▶ Assignment: Write out each entry below exactly. Do not include the images.

▶ Given entries:
——
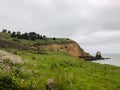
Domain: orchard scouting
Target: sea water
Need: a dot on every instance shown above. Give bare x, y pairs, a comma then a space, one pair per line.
115, 59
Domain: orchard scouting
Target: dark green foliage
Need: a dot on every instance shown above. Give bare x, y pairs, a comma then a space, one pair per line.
4, 31
13, 35
7, 83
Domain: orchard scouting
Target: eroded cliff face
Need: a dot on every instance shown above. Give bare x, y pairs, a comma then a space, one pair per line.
71, 48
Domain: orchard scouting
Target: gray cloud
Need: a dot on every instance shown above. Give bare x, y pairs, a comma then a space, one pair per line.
94, 24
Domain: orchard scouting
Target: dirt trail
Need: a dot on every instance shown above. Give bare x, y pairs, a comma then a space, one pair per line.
12, 57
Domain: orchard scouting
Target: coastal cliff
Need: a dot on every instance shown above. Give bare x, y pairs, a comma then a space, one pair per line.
72, 48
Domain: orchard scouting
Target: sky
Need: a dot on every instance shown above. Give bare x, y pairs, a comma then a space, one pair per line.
93, 24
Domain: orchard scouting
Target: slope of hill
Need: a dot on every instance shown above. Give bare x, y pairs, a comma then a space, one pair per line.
47, 45
68, 72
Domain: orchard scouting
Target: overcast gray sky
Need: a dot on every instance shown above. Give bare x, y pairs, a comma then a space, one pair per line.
94, 24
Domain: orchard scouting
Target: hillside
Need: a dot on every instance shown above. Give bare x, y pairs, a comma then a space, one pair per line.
44, 45
27, 64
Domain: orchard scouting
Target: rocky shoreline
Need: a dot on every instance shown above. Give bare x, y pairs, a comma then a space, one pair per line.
92, 58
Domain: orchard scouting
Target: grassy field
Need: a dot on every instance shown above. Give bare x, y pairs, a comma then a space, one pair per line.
68, 72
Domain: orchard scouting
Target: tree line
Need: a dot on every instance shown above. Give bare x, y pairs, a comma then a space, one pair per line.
27, 36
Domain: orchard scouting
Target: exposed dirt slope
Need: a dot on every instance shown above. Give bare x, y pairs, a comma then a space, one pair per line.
71, 48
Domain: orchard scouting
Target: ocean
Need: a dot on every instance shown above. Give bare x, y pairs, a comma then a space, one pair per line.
115, 59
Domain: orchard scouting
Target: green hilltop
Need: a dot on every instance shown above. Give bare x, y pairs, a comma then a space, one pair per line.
23, 68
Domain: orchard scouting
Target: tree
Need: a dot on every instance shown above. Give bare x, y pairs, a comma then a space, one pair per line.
4, 31
33, 35
54, 38
9, 32
18, 35
25, 36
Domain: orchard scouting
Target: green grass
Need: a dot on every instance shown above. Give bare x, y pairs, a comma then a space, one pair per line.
6, 37
68, 72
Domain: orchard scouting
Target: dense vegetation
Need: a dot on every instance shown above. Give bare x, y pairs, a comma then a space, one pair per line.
68, 72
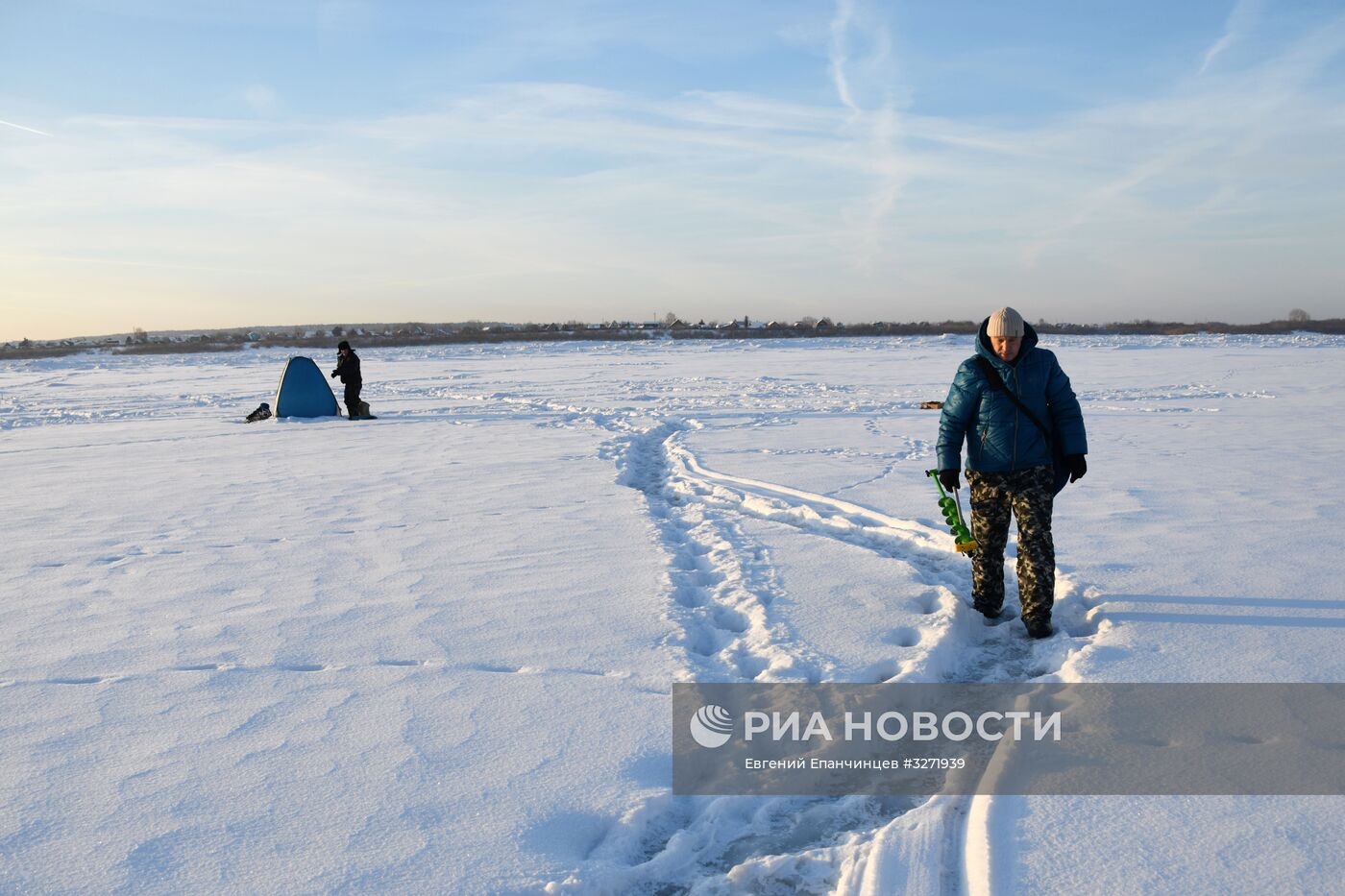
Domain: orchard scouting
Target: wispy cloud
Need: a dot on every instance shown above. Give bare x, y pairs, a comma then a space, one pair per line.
10, 124
542, 198
878, 124
1240, 20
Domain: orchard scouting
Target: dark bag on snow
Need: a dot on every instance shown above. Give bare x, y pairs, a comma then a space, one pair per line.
1060, 465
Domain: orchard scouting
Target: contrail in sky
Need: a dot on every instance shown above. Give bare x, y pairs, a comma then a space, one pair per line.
23, 128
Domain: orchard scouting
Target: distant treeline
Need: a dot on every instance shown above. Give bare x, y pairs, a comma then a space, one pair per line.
421, 335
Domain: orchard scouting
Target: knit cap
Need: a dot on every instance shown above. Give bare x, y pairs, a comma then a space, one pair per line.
1006, 322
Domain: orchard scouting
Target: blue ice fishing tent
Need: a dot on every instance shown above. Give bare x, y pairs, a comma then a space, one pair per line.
305, 392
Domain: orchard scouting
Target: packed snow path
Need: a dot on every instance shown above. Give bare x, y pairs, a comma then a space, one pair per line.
433, 653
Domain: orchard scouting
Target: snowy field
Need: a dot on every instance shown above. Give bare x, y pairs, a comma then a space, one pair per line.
433, 653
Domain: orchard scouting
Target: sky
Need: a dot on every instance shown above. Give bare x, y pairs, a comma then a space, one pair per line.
201, 164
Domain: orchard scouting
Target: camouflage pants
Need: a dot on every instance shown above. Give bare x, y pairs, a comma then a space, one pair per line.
1029, 496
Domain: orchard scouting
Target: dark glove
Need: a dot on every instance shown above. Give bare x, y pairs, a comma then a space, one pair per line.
948, 479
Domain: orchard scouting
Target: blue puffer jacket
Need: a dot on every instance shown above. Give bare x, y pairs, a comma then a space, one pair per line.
1001, 437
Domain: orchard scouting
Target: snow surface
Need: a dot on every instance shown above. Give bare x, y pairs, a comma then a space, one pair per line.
433, 653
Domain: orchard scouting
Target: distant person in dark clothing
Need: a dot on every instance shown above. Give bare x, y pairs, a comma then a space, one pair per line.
347, 368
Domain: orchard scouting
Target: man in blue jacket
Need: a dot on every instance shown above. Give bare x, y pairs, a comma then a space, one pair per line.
1011, 459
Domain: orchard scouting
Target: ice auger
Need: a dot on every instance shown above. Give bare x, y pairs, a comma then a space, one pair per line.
951, 509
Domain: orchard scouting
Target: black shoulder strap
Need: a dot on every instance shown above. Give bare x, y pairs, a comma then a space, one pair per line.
997, 381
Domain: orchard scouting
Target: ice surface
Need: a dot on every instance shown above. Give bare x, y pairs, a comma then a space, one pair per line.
432, 653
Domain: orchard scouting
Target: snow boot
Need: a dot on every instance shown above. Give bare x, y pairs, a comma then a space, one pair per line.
1039, 627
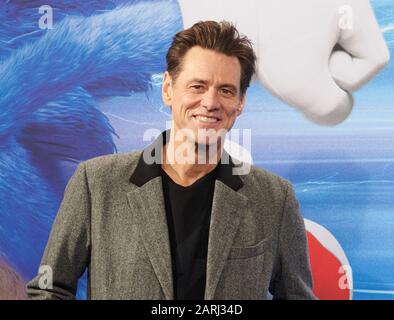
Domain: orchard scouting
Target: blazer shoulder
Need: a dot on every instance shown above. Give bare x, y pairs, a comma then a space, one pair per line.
111, 166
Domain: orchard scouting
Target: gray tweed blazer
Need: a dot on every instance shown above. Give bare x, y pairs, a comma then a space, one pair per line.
112, 221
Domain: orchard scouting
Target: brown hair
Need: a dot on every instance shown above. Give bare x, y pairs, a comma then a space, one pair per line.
222, 37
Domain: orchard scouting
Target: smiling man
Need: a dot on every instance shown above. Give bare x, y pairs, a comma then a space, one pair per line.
183, 226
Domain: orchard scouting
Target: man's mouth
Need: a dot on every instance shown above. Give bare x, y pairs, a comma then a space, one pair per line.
206, 119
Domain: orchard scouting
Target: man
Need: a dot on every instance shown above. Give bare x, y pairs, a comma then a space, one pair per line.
182, 226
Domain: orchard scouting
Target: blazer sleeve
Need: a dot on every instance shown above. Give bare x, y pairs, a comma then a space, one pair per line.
67, 252
292, 274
——
▶ Response to the task:
Domain: orchard scouting
Target: sea water
Need: a dot on every instance shown above. Give bare x, y pairs, a comma then a space, one pair per line.
115, 59
Domain: orchard scouting
Target: dark green foliage
Need: a dot on every instance shown above. Give bare x, y pairs, a comma then a space, one pair per line.
4, 31
13, 35
7, 83
Domain: orchard scouting
Target: eroded cliff face
Need: a dot on every instance shown above. Give bare x, y pairs, a comma then a space, one pair per line.
71, 48
Domain: orchard scouting
Target: gray cloud
Need: a dot on every instance shown above. Give bare x, y pairs, a comma then a space, one pair per line.
94, 24
Domain: orchard scouting
Target: dirt trail
Need: a dot on every instance shown above. Give bare x, y pairs, a comma then a space, one pair per line.
12, 57
Domain: orchard scouting
Target: coastal cliff
Need: a dot on every instance shown above. Give bare x, y pairs, a comma then a space, one pair per line.
72, 48
Domain: orchard scouting
Target: sky
Need: a dot on every instance shown above. Give bare x, y pairs, a comma then a space, one pair per line.
93, 24
Domain: orchard scouting
Target: slope of hill
Need: a dot on every instance shown above. Give bare x, y pairs, a comma then a space, one pair per line.
47, 45
68, 72
Domain: orchard scouting
Target: overcast gray sky
Need: a dot on every instance shown above. Give bare x, y pairs, a comma then a space, one pair per line.
94, 24
Domain: orchard scouting
Target: hillside
Need: a dot on every instance shown above. Give bare x, y pairs, a comma then a space, one pair per line.
44, 45
27, 64
Domain: orchard scouting
Target: rocky shoreline
Need: a dot on every instance shown above. Give bare x, y pairs, a comma then a space, one pair per line.
92, 58
Domain: orchard scouting
Target: grassy field
Need: a dot on every instance shown above. Give bare x, y pairs, a comma then a space, one pair per line.
68, 72
Domain: orchard scouting
Target: tree line
Need: a dot on every instance shown above. Give bare x, y pairs, a comma then a space, one pair per line.
27, 36
Domain: orchard scouting
Target: exposed dirt slope
Need: a dot on every instance shown above. Give bare x, y pairs, a comma then a space, one pair per line.
71, 48
Domain: orchard scouting
Target: ocean
Need: a dot on every instance shown above. Give bare x, y pairs, a comma then a space, one pair per line.
115, 59
Domain: orchard scouting
Target: green hilltop
Need: a dot on every instance shown above. Give bare x, y pairs, a comma then a space, one pair per line.
23, 68
Domain: orchard scouting
Target: tree
Need: a dot on every instance shown above. Give bare x, y pairs, a comma then a space, one pair per line.
4, 31
33, 35
54, 38
9, 32
18, 35
25, 36
Domain: orchard scouting
Target: green grass
Need: a dot on every instance shown above. Give bare x, y pairs, a comma then a space, one pair per line.
6, 37
68, 72
Domain: orchard scouting
Target: dense vegetation
Need: a dot on every instance shown above. Give bare x, y pairs, a comma then a space, one pair per line.
68, 72
Domain: orchard scouting
Target: wispy cloud
Need: a dot on every instance shown above. Give bare x, y pairs, a comma then a space, one pair per line.
10, 124
542, 198
878, 124
1240, 20
Domain: orchard scouting
Target: dark bag on snow
Need: a dot on every instance shown above. Give bare x, y pairs, a comma then a space, one pair per line.
1060, 465
Domain: orchard scouting
Target: contrail in sky
Need: a dot on every instance shown above. Give bare x, y pairs, a comma then a space, one pair per line.
23, 128
Domain: orchard scouting
Target: distant treeline
Need: a dot on every instance shown above. Give bare x, y pairs, a comma then a space, one pair per line.
421, 335
Domain: orchard scouting
Target: knit cap
Need: a dot on every instance shown above. Give bare x, y pairs, a comma then a space, one pair per line.
1006, 322
Domain: orchard scouting
Target: blue ice fishing tent
Need: a dot on every instance shown above. Give bare x, y pairs, a comma then a space, one pair per line.
305, 392
Domain: orchard scouting
Target: packed snow path
Need: a dot on every instance shown above. Give bare x, y pairs, a comma then a space, one pair per line.
433, 653
Domain: orchard scouting
Target: snowy field
Need: a dot on every instance shown above. Give bare x, y pairs, a comma then a space, one pair per line.
433, 653
Domain: orchard scouting
Target: sky
Need: a dot on every instance shown above. Give bare x, y pairs, a comma then a space, one pair per line.
201, 164
Domain: orchard scouting
Target: camouflage pants
Need: a dot on every instance shown above. Give bare x, y pairs, a comma then a space, one pair per line.
1029, 496
Domain: orchard scouting
Target: dark glove
Need: a dot on every instance shown above. Give bare x, y pairs, a comma then a space, one pair per line.
948, 479
Domain: orchard scouting
Target: blue puffer jacket
Need: a dot on every instance shown above. Give bare x, y pairs, a comma then a space, one pair per line.
1001, 437
Domain: orchard scouting
Target: snow surface
Need: a dot on every instance shown above. Give bare x, y pairs, a comma then a space, one pair per line.
433, 653
Domain: orchard scouting
Target: distant person in dark clothing
Need: a dot on every instance shown above. Give bare x, y pairs, a comma then a space, one pair per line.
347, 368
Domain: orchard scouting
Target: man in blue jacket
Need: a dot on every instance shown above. Give bare x, y pairs, a comma then a space, one pair per line.
1011, 459
Domain: orchard scouting
Target: ice auger
Need: a dot on every instance shown above. Give bare x, y pairs, a comma then a space, one pair per line.
951, 509
Domain: orchard scouting
Target: black shoulder strap
Need: a dot on every instance shown above. Give bare x, y pairs, a comma then a space, one pair per line.
997, 381
Domain: orchard scouting
Target: ice surface
Need: a dot on every instance shown above. Give bare x, y pairs, a comma then a space, one pair per line.
432, 653
Domain: orchard scouting
Target: snow boot
Need: a dot on every instance shown above. Give bare x, y pairs, a comma then a space, one pair per line.
1039, 627
Domain: orchard scouting
Target: blazer shoulder
Need: a dot on every instance shown above. Give bare x, y pairs, a comma then a space, one pair per line.
111, 166
Domain: orchard scouting
Target: gray tweed blazer
Need: a dot on every instance shown above. Give bare x, y pairs, a comma then a space, one pair per line.
112, 221
Domain: orchard scouting
Target: brown hair
Need: a dot on every instance shown above. Give bare x, y pairs, a comma then a space, one pair per line.
222, 37
Domain: orchard scouting
Target: smiling man
Need: a dot on every instance shown above. Give bare x, y pairs, a comma then a space, one pair per line.
183, 226
Domain: orchard scouting
Target: man's mouth
Need: a dot on every instance shown above. Give bare x, y pairs, a comma then a space, one pair per line.
206, 119
Domain: orchard scouting
Target: man
Need: a dot on every instance shown above. Give bare x, y pairs, a comma then a space, one pair per line.
182, 226
Domain: orchard scouting
Target: blazer sleeve
Need: a dot on every instance shown above. Give bare x, y pairs, a comma then a space, one pair per line.
67, 252
292, 274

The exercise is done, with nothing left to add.